Source excerpt:
# ICLR 2020

## Variational Template Machine for Data-to-Text Generation

- A graphical model for generating text $y$ from structured data $x$
- Similar to a variational autoencoder, but adds latent variables that represent a template $z$ and content $c$
- Continuous latent variables generate diverse output
- Reconstruction loss for output given data and template
- Template preserving loss: template variable can reconstruct the text

### Variational Inference

- Approximation for Bayesian inference with graphical models
- Computing posterior probabilities is hard because of the integration required to compute the evidence probability
- Approximates the posterior distribution using a variational posterior from a family of distributions
- Computing the KL divergence between the approximate and exact posterior would be equally hard, since it depends on the evidence probability
- Minimizing KL divergence is equal to minimizing the negative evidence lower bound (ELBO)
- ELBO is log evidence subtracted from the KL divergence
- The optimization problem is not as hard as integration

## Meta-Learning with Warped Gradient Descent

- Model consists of task layers and warp layers
- Task layers are updated using a normal loss
- Meta-learn warp-layers that modify the loss surface to be smoother
- Novelty: non-linear warp layers avoid dependence on the trajectory or the initialization, depending only on the task parameter updates at the current position of the search space

### Meta-Learning

- Learning some parameters of the optimizer such as initialization
- Optimize for the final model accuracy as a function of the initialization
- When using gradient descent, the objective is differentiable
- Backpropagate through all training steps back into the initialization
- Vanishing / exploding gradients when the loss surface is very flat or steep
- Costly—usually scales to a handful of training steps only

## Transformer-XH

- Adaptation of Transformer for structured text
- For example, multi-evidence reasoning: answer questions, following words that are linked to Wikipedia
- Extra hop attention attends to the first token of another sequence (representative of the entire sequence)

## Deep Double Descent

- Bigger model means lower training loss
- At some point test error starts to increase, but with large enough models decreases again
- Occurs across various architectures (CNNs, ResNets, Transformers), data domains (NLP, vision), and optimizer (SGD, Adam)
- Also occurs when increasing training time
- In some cases increasing training data can hurt performance
- Effective model complexity takes training time into account

## Towards Stabilizing Batch Statistics in Backward Propagation of Batch Normalization

- Unstable mean and variance estimation with too small batch sizes
- Batch renormalization (BRN): corrects batch mean and variance by moving average
- Moving average batch normalization: moving average of variance mean reduction + weight centralization

## Compressive Transformer for Long-Range Sequence Modelling

- Train a language model on segments similar to Transformer-XL
- When moving to the next segment, the oldest N activations in the memory are compressed using a compressing function

### Related Work

- Lightweight and Dynamic Convolution: depth-wise separable convolution that runs in linear time
- Transformer-XL: train a language model on segments, but include activations from the previous segment in “extended context”

Information shown:
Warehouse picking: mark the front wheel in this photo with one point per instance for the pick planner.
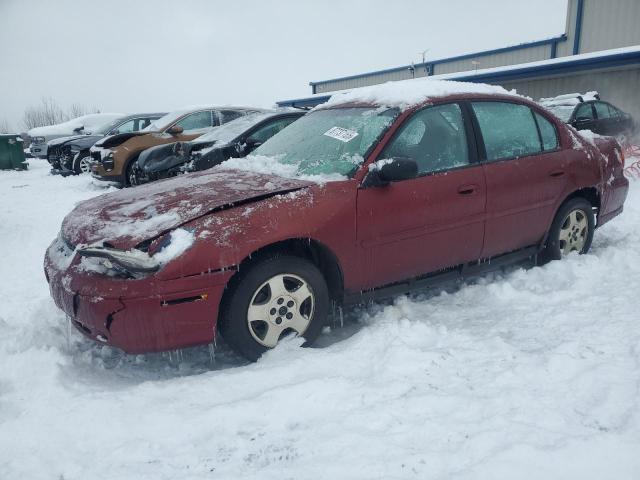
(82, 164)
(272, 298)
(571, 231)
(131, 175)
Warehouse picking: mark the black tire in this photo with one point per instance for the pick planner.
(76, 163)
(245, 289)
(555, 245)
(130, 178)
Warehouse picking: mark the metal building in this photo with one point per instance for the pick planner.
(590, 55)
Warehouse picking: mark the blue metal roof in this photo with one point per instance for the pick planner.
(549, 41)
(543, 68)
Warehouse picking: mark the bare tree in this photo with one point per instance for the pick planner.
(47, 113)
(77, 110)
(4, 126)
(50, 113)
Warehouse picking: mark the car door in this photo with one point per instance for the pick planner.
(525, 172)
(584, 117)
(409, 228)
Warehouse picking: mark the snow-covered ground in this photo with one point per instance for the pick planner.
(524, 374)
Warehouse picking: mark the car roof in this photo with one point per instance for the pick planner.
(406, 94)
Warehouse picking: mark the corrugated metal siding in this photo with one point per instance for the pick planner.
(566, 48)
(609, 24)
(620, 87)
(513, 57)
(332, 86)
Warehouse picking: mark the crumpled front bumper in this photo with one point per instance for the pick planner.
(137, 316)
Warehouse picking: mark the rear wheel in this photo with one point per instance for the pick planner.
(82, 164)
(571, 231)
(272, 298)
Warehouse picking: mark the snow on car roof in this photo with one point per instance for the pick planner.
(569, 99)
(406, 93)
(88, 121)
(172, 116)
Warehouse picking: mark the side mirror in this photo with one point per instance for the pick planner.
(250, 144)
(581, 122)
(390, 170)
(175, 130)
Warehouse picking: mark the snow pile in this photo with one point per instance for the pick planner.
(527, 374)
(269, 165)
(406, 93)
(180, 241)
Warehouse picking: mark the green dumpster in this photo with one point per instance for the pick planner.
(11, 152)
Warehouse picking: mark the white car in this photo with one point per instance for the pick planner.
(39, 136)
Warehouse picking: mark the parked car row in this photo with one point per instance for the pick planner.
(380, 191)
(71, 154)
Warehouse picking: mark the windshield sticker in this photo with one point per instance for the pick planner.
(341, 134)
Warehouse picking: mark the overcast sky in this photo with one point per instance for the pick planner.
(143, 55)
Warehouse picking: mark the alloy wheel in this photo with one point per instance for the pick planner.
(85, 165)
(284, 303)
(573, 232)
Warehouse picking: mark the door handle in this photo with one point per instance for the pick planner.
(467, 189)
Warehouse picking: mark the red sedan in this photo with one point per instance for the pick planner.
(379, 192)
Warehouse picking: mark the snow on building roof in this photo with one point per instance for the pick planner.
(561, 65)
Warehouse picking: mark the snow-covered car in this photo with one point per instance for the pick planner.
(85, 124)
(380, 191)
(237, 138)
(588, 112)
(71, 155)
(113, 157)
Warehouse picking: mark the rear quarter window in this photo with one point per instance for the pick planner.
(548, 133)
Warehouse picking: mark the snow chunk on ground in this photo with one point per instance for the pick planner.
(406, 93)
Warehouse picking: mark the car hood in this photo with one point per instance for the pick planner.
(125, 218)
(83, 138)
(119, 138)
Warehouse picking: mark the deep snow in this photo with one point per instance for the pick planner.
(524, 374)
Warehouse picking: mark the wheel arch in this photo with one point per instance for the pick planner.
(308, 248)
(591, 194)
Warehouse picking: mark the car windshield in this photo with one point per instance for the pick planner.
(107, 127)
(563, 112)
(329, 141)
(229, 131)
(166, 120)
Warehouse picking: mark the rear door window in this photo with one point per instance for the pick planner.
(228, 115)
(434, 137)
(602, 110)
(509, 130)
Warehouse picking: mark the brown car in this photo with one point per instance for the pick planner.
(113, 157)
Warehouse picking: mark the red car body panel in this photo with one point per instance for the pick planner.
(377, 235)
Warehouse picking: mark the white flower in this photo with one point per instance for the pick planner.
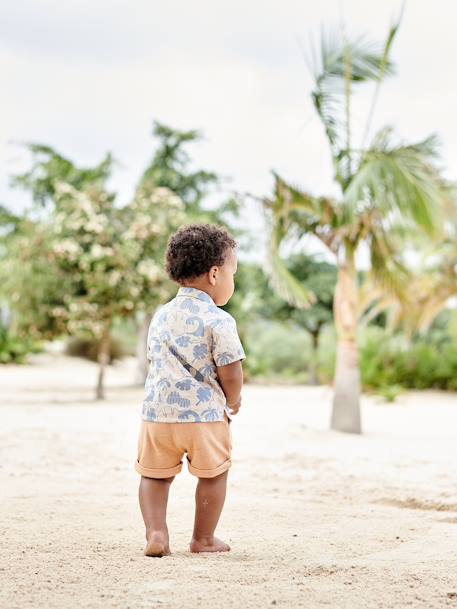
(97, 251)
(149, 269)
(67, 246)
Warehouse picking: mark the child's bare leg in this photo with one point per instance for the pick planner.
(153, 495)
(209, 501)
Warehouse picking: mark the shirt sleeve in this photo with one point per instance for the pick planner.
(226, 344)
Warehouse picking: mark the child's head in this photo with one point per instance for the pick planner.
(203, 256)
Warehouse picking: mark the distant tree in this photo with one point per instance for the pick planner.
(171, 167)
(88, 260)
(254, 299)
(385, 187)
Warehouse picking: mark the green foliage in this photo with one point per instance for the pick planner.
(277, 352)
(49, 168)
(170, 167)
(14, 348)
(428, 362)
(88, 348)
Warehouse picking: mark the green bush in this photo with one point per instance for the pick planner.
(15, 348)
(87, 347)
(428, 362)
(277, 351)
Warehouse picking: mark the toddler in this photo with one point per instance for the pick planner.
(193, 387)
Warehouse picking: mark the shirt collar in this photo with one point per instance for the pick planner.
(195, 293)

Set problem 1: In the ICLR 2020 notes, what happens to the oldest N activations in memory when the Compressive Transformer moves to the next segment?
Set problem 2: Reproduce everything in the ICLR 2020 notes from "### Variational Inference" down to "lower bound (ELBO)", changing "KL divergence" to "Kullback-Leibler divergence" throughout.

Task answer 1: They are compressed using a compressing function.

Task answer 2:
### Variational Inference

- Approximation for Bayesian inference with graphical models
- Computing posterior probabilities is hard because of the integration required to compute the evidence probability
- Approximates the posterior distribution using a variational posterior from a family of distributions
- Computing the Kullback-Leibler divergence between the approximate and exact posterior would be equally hard, since it depends on the evidence probability
- Minimizing Kullback-Leibler divergence is equal to minimizing the negative evidence lower bound (ELBO)